══ DATA IN THIS EXERCISE

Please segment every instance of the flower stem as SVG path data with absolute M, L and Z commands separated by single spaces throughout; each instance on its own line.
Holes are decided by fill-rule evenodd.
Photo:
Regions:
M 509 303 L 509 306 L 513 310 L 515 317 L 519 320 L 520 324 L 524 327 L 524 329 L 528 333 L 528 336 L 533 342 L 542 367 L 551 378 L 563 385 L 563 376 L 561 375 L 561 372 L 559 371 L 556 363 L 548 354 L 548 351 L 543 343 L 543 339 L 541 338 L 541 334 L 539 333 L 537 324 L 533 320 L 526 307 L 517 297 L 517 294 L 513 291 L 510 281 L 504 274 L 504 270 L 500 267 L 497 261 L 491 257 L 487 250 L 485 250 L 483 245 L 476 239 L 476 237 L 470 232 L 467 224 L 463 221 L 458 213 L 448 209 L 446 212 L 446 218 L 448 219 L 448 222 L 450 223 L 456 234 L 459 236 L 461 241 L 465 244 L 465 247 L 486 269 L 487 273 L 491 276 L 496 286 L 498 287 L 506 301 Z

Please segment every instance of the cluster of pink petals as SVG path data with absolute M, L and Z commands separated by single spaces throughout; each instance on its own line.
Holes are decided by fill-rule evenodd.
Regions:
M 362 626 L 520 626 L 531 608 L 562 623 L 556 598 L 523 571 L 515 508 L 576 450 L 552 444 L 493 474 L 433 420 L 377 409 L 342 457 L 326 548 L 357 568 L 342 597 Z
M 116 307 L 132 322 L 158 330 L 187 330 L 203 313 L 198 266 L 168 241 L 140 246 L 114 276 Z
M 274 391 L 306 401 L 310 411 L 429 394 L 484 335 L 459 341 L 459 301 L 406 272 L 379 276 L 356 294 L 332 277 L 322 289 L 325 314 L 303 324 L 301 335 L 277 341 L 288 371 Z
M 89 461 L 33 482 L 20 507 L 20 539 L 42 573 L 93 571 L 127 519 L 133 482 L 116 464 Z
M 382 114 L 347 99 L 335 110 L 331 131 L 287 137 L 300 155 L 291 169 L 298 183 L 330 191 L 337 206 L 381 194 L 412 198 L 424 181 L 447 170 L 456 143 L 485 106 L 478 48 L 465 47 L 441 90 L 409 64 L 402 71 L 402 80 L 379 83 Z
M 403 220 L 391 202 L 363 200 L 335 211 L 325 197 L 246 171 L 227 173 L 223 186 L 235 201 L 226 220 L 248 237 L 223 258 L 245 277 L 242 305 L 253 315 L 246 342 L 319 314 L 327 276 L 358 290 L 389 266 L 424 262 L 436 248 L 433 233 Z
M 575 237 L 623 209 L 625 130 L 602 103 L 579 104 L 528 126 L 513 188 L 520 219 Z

════

TASK DIRECTIONS: Arrange all of the records above as a numbered list with one line per item, omitting any blank lines.

PROBLEM SOLUTION:
1. Please segment every instance of the flower stem as SVG path data with absolute M, L and Z commands separated by single spaces throughout; each instance on its own line.
2. Holes are decided by fill-rule evenodd.
3. Photo:
4. Regions:
5. M 509 303 L 509 306 L 513 310 L 515 317 L 519 320 L 520 324 L 524 327 L 524 329 L 528 333 L 528 336 L 533 342 L 542 367 L 551 378 L 563 385 L 563 376 L 561 375 L 561 372 L 559 371 L 556 363 L 548 354 L 548 351 L 543 343 L 543 339 L 541 338 L 541 334 L 539 333 L 537 324 L 533 320 L 526 307 L 517 297 L 517 294 L 513 291 L 510 281 L 504 274 L 504 270 L 500 267 L 497 261 L 491 257 L 487 250 L 485 250 L 483 245 L 476 239 L 476 237 L 470 232 L 467 224 L 463 221 L 458 213 L 448 209 L 446 212 L 446 218 L 448 219 L 448 222 L 450 223 L 456 234 L 459 236 L 461 241 L 465 244 L 465 247 L 486 269 L 487 273 L 491 276 L 496 286 L 498 287 L 506 301 Z
6. Please segment every instance of the cluster of pink petals as SVG path data with absolute M, L and Z commands separated by single spaces throughout; each instance on its own line.
7. Holes are decided by fill-rule evenodd.
8. Regions:
9. M 362 626 L 520 626 L 531 608 L 562 623 L 556 598 L 523 571 L 515 508 L 576 450 L 552 444 L 493 474 L 433 420 L 377 409 L 342 457 L 326 548 L 357 568 L 342 597 Z
10. M 116 307 L 132 322 L 158 330 L 187 330 L 203 313 L 198 266 L 168 241 L 140 246 L 114 276 Z
11. M 274 391 L 306 401 L 310 411 L 429 394 L 484 335 L 459 341 L 459 301 L 406 272 L 379 276 L 356 294 L 332 277 L 322 289 L 325 314 L 303 324 L 301 335 L 277 341 L 288 371 Z
12. M 89 461 L 33 482 L 20 507 L 20 539 L 42 573 L 93 571 L 127 519 L 133 482 L 116 464 Z
13. M 382 114 L 347 99 L 335 110 L 331 131 L 287 137 L 300 155 L 291 169 L 298 183 L 330 191 L 337 206 L 381 194 L 412 198 L 424 181 L 447 170 L 456 143 L 485 106 L 478 48 L 465 47 L 441 90 L 409 64 L 402 71 L 402 80 L 379 83 Z
14. M 403 220 L 391 202 L 363 200 L 335 211 L 325 197 L 246 171 L 227 173 L 223 186 L 235 201 L 226 220 L 248 237 L 223 258 L 245 277 L 242 305 L 253 315 L 246 342 L 319 314 L 327 276 L 358 290 L 389 266 L 424 262 L 436 248 L 433 233 Z
15. M 575 237 L 623 209 L 625 130 L 602 103 L 579 104 L 528 126 L 513 188 L 520 219 Z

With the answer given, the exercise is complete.